§ **What is asked**: Convert the lines below, from the line containing "hillside in this UI." through the last line, into a Markdown table with the columns Row and Line, omitting blank lines.

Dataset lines

<<<<

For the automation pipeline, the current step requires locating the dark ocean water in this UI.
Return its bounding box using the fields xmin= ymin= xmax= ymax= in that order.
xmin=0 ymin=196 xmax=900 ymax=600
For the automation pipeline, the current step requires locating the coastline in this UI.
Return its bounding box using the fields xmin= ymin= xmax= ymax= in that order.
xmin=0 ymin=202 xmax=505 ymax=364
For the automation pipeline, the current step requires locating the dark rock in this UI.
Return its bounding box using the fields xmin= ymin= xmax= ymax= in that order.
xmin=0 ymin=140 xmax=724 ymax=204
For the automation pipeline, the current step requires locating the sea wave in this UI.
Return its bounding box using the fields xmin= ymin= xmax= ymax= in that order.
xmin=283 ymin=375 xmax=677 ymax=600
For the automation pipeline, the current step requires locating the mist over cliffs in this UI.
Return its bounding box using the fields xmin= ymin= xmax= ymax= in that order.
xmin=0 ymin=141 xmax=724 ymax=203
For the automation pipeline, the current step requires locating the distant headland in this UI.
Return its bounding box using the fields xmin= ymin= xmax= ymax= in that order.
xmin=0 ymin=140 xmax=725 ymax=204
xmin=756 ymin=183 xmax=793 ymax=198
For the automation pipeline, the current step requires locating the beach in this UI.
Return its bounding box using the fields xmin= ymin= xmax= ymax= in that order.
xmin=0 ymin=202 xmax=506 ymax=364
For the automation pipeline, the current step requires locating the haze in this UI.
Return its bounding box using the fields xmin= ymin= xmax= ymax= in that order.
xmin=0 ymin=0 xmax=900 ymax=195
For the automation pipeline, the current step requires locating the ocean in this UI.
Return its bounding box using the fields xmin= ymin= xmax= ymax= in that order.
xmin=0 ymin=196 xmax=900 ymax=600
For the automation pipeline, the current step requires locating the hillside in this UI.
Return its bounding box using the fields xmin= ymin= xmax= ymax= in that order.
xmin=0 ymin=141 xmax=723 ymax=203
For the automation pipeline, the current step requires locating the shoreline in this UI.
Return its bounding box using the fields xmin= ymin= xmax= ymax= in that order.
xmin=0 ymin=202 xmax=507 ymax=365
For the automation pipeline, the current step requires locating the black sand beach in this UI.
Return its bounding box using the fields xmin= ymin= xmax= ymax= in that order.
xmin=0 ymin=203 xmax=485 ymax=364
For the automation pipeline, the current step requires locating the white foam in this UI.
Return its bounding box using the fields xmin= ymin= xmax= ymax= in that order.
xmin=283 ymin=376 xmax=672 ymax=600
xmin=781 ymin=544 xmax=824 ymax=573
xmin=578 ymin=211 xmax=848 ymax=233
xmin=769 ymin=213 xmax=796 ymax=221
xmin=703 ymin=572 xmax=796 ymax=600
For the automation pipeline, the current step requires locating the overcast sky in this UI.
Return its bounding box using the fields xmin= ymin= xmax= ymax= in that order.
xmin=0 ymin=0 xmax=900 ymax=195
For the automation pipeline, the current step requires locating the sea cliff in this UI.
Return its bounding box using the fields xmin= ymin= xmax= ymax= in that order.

>>>>

§ **Response**:
| Row | Line |
|---|---|
| 1 | For the automation pipeline, the current step requires locating the hillside in this UI. |
| 2 | Return its bounding box using the fields xmin= ymin= xmax= ymax= in that order. |
| 3 | xmin=0 ymin=141 xmax=723 ymax=203 |
| 4 | For the automation pipeline, the current step requires locating the shoreline in this UI. |
| 5 | Return its bounding box using the fields xmin= ymin= xmax= ymax= in that order. |
| 6 | xmin=0 ymin=202 xmax=507 ymax=365 |
| 7 | For the automation pipeline, the current step requires locating the black sand beach in this UI. |
| 8 | Return its bounding box using the fields xmin= ymin= xmax= ymax= in that order. |
| 9 | xmin=0 ymin=203 xmax=485 ymax=364 |
| 10 | For the automation pipeline, the current step requires locating the white foam in this UI. |
| 11 | Return its bounding box using the fields xmin= ymin= xmax= ymax= in that order. |
| 12 | xmin=283 ymin=376 xmax=672 ymax=600 |
| 13 | xmin=781 ymin=544 xmax=824 ymax=573 |
| 14 | xmin=578 ymin=211 xmax=848 ymax=233 |
| 15 | xmin=769 ymin=213 xmax=796 ymax=221 |
| 16 | xmin=703 ymin=572 xmax=796 ymax=600 |
| 17 | For the automation pipeline, the current step requires locating the overcast sky in this UI. |
| 18 | Return its bounding box using the fields xmin= ymin= xmax= ymax= in that order. |
| 19 | xmin=0 ymin=0 xmax=900 ymax=195 |
| 20 | For the automation pipeline, the current step requires locating the sea cliff in this UI. |
| 21 | Return its bounding box using the fields xmin= ymin= xmax= ymax= in that order. |